(Dataset entries)
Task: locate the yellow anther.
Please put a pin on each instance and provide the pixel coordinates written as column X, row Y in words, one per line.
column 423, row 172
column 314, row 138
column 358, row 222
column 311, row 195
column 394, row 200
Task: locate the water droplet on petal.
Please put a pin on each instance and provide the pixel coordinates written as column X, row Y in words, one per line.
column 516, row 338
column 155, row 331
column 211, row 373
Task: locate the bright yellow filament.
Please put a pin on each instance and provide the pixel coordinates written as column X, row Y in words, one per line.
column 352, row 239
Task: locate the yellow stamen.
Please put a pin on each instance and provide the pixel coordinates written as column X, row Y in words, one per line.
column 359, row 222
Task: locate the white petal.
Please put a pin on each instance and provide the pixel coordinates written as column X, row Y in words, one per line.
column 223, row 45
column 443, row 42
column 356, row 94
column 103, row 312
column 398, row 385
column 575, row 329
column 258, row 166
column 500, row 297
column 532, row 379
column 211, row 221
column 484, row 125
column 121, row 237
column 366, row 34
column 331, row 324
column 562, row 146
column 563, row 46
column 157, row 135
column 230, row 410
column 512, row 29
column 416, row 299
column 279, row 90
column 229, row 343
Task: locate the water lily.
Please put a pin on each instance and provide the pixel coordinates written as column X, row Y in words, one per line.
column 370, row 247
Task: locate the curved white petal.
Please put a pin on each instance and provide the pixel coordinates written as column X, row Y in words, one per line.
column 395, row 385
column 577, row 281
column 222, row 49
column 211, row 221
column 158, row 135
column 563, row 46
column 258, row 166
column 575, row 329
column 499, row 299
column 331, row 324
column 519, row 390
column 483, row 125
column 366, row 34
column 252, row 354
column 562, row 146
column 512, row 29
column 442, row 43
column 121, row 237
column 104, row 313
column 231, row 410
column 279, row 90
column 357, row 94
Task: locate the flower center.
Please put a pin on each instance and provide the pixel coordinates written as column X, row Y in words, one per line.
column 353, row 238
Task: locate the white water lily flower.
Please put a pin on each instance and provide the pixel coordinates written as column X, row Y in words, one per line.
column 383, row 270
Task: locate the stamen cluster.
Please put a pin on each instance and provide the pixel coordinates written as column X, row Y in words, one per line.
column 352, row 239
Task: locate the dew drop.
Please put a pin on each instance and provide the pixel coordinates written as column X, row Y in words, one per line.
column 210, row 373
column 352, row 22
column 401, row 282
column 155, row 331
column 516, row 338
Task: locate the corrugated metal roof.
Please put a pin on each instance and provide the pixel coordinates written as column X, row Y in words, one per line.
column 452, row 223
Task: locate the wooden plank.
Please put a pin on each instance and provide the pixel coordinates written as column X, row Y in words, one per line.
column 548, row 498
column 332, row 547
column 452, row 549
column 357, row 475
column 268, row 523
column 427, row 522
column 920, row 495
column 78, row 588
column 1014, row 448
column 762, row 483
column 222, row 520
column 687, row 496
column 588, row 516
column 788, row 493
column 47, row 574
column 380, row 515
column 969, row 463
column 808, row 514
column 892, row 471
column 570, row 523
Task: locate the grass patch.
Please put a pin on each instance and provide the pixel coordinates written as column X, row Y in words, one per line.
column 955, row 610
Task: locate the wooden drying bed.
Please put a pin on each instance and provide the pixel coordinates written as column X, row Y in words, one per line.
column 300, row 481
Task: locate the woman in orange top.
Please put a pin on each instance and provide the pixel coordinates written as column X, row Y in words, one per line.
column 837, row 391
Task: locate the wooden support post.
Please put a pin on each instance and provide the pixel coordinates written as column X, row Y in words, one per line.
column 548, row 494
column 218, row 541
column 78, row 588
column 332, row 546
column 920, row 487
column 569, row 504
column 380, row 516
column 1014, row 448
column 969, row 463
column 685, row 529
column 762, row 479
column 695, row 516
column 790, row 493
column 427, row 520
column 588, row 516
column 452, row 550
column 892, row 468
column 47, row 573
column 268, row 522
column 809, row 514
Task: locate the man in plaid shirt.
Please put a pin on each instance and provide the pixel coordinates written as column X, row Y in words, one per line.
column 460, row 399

**What to do**
Whenever the word "stamen" appears in a line above, copy that line.

**Answer below**
Task: locate the yellow stamen.
Task: locate the stamen cluster.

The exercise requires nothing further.